What you should do: Reproduce the data below line for line, without altering any wording. Leave out the pictures.

Information shown:

----------

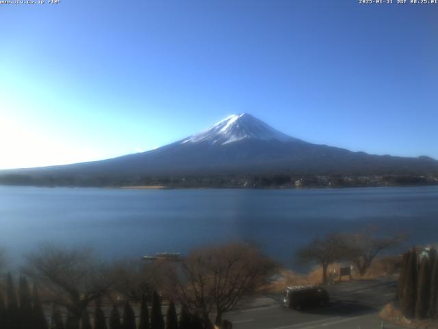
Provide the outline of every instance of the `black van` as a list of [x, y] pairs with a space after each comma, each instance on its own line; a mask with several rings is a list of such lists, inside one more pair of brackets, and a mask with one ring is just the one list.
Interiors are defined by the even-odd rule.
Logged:
[[307, 306], [324, 306], [330, 300], [327, 291], [320, 286], [287, 287], [283, 293], [283, 304], [296, 310]]

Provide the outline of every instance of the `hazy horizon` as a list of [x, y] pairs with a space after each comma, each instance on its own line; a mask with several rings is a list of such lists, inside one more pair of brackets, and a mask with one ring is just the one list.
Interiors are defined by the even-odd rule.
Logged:
[[144, 151], [240, 112], [310, 143], [437, 159], [437, 10], [1, 5], [0, 169]]

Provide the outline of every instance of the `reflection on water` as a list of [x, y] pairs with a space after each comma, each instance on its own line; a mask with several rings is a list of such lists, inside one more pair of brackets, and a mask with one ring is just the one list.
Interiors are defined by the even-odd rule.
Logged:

----------

The solution:
Provide the outline of every instance of the `black van` as a list of [x, y] pairs with a space after each comma, each instance on its own line; a mask with several rings is a list of such lists, inside one more pair of brackets, and a mask with one ring is just the one list.
Interiors are defined by the even-odd rule.
Logged:
[[307, 306], [324, 306], [330, 300], [327, 291], [320, 286], [287, 287], [283, 293], [283, 304], [296, 310]]

Provide the outline of every instance of the `hazy horizon` as a list of [x, y] pairs with a space after each comma, each instance on its own line; a mask with several rings is a list of such lists, inside one more pair of brackets, and a mask with one ring is just the one list.
Interiors are defined by the even-odd rule.
Logged:
[[144, 151], [240, 112], [310, 143], [437, 159], [437, 10], [1, 5], [0, 169]]

Provide the outline of every instance of the `reflection on water` as a list of [x, y] pairs with a space after each comma, each instance on its own line; a mask with several rings is a list of such lists, inside one more pair of brackets, and a mask with one ring is just the one list.
Interiors are defined by the even-odd rule.
Logged:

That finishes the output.